Provided records
--*--

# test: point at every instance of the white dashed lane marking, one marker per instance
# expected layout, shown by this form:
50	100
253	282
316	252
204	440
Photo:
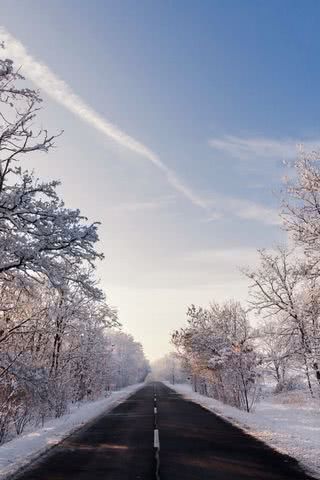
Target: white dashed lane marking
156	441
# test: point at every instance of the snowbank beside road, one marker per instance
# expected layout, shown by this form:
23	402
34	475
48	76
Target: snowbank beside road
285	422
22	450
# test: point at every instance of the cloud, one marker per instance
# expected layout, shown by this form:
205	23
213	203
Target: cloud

--*--

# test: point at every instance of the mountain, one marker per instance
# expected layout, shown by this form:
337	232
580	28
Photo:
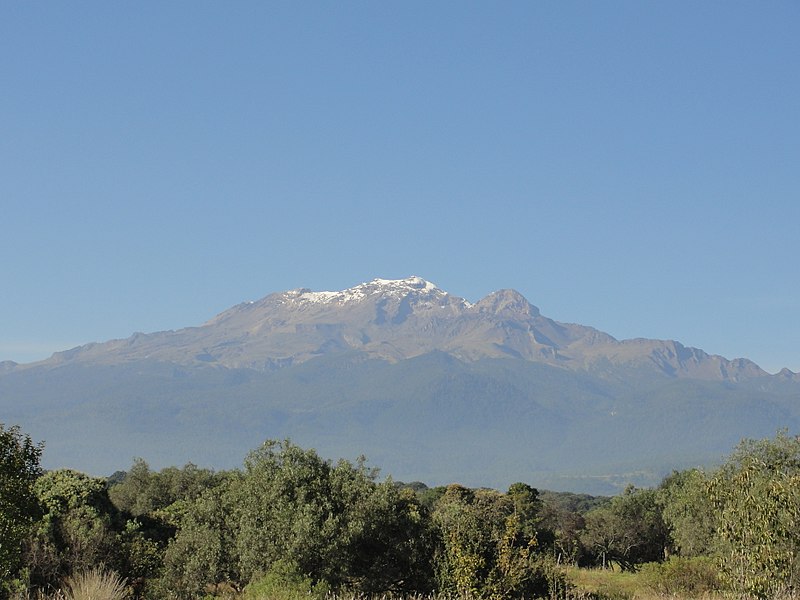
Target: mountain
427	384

--*--

Required task
Please turn the material between the lines holding "# test: point at every instance of the snowbank" and "Target: cloud", inclusive, into a numbered list, leaving out any blank lines.

Result of this exercise
1. # test: point at every instance of the snowbank beside road, one marker per instance
2. # expected layout, shown by this form:
3. 23	402
4. 34	475
5. 48	76
6. Target: snowbank beside road
7. 285	422
8. 22	450
9. # test: point at every instance of the cloud, one marker per instance
10. # expected layout, shown by this form:
11. 205	23
12. 213	203
13. Target: cloud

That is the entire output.